Problem requirements: Rewrite everything from the line containing "131, row 234." down to the line containing "column 330, row 204", changing "gondola door" to "cable car door" and keeping all else the same.

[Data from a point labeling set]
--*--

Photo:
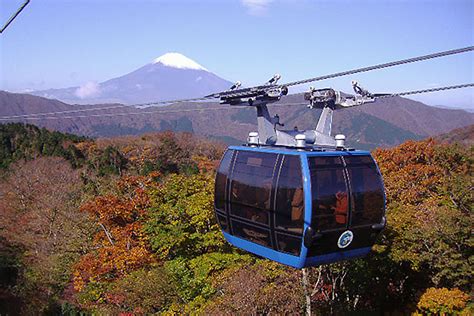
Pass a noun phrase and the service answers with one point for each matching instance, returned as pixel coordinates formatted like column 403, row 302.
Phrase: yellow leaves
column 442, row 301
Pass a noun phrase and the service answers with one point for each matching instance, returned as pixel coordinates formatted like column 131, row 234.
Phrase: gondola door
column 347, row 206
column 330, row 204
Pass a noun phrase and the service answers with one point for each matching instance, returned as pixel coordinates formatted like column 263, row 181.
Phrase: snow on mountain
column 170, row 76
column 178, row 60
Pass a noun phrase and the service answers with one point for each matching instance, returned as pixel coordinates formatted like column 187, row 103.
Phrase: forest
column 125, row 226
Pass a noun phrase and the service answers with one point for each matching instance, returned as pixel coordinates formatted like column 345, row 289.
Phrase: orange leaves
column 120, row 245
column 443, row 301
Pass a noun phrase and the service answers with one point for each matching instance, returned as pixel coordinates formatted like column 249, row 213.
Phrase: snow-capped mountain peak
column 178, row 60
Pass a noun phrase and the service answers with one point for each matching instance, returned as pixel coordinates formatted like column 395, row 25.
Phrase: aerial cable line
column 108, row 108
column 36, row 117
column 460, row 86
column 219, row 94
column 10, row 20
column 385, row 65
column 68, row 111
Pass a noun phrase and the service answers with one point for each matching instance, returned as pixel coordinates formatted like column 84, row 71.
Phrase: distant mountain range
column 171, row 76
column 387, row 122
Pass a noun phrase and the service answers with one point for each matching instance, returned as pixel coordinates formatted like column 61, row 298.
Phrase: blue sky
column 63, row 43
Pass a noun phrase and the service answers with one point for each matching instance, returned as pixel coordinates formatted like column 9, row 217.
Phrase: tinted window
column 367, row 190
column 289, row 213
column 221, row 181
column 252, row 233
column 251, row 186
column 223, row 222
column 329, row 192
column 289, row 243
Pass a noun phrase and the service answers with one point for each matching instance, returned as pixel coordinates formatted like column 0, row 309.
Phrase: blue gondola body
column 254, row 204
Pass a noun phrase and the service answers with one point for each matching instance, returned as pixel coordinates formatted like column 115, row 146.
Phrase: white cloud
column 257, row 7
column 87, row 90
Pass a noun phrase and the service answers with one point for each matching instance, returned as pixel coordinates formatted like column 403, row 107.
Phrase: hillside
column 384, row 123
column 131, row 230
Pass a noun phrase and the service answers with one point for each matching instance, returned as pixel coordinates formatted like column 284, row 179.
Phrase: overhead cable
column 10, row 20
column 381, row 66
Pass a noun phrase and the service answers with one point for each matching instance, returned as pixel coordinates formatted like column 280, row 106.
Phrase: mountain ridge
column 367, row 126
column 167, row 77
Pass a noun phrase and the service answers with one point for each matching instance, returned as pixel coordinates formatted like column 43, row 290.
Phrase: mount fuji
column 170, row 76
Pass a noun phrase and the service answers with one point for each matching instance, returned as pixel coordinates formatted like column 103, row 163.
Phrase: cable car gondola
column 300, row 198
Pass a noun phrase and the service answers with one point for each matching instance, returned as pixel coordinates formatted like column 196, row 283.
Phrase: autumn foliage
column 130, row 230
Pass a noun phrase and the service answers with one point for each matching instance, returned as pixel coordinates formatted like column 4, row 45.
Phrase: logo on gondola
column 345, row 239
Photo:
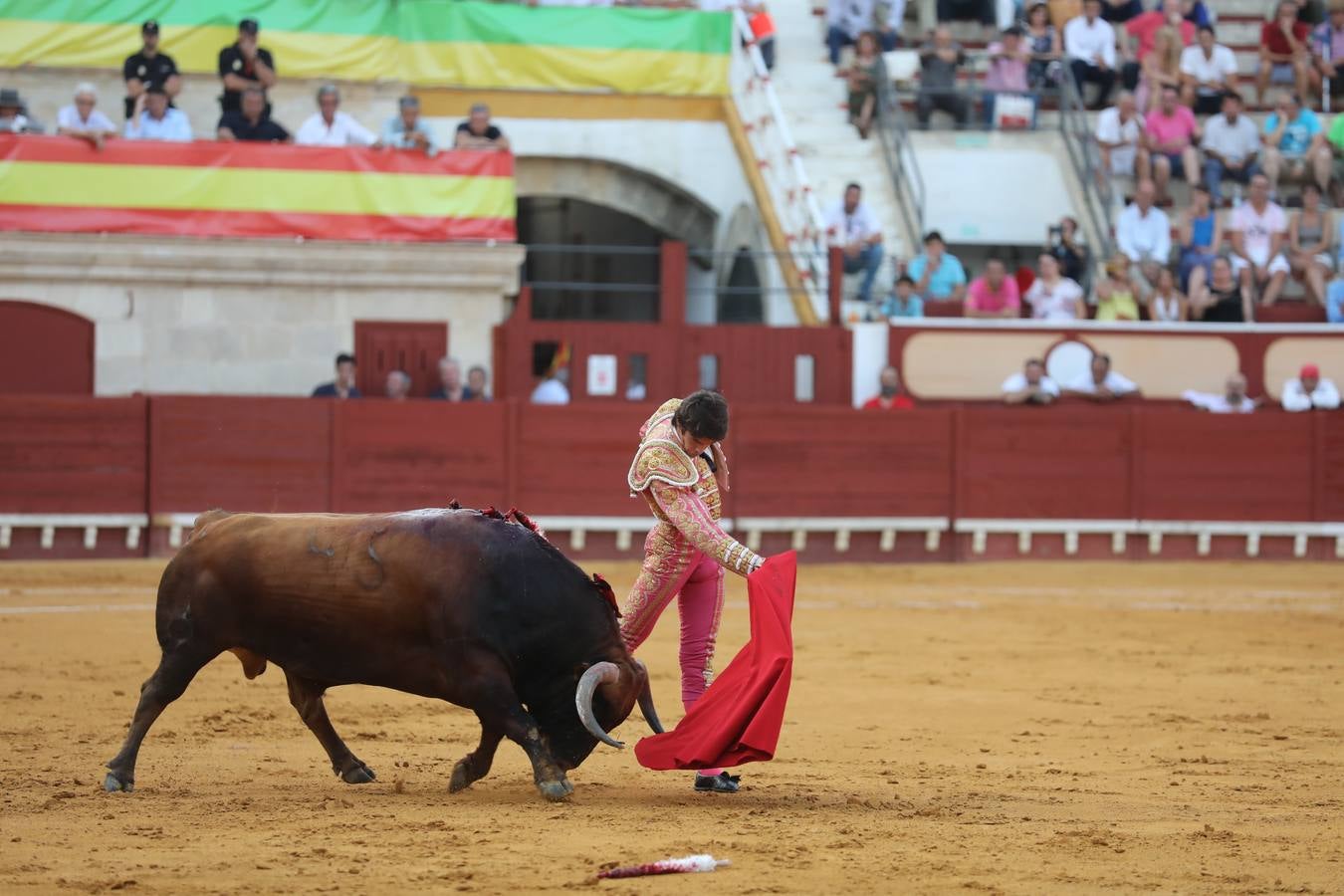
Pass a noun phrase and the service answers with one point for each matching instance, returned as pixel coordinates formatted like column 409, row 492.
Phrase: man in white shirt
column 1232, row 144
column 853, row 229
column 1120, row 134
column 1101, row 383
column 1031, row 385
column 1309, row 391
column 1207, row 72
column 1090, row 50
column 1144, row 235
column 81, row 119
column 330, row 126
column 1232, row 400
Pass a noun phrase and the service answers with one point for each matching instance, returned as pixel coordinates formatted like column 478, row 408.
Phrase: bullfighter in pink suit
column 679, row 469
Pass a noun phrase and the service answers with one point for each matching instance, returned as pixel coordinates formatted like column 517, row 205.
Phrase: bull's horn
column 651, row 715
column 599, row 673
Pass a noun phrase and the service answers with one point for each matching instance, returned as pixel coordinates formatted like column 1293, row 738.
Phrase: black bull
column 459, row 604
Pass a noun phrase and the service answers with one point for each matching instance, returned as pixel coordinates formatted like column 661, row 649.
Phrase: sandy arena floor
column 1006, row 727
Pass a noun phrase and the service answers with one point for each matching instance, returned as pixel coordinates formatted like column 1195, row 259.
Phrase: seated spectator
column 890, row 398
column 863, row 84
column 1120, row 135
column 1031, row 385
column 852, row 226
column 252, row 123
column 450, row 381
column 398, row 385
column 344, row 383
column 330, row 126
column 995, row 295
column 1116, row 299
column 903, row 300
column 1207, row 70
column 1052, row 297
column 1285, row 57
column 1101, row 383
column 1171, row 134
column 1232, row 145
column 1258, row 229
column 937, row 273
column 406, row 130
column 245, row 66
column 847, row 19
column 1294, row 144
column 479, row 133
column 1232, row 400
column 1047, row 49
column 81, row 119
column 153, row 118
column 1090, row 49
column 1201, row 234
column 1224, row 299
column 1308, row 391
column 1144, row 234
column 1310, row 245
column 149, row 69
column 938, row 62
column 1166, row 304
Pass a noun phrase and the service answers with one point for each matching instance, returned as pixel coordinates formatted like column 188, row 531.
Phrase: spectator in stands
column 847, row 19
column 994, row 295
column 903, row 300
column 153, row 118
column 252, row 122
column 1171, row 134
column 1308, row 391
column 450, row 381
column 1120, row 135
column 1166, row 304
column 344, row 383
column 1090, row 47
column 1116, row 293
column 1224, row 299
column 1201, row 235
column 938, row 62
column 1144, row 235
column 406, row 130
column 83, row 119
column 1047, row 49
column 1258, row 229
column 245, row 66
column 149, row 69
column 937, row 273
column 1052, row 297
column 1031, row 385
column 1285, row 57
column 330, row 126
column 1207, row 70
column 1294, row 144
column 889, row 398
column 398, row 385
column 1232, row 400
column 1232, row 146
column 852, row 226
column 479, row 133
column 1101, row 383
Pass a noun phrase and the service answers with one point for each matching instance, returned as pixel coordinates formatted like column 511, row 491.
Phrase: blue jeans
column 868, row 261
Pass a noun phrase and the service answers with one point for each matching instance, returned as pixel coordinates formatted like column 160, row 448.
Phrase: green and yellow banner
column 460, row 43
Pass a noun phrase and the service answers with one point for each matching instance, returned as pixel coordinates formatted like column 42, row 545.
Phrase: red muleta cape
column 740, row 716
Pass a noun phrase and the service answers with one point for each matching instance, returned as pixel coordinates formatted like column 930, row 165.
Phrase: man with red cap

--*--

Task output:
Pass a noun phrase and the service answers with one point for each matching instance, returned as pixel coordinates formatted like column 131, row 234.
Phrase: cable car door
column 347, row 206
column 330, row 204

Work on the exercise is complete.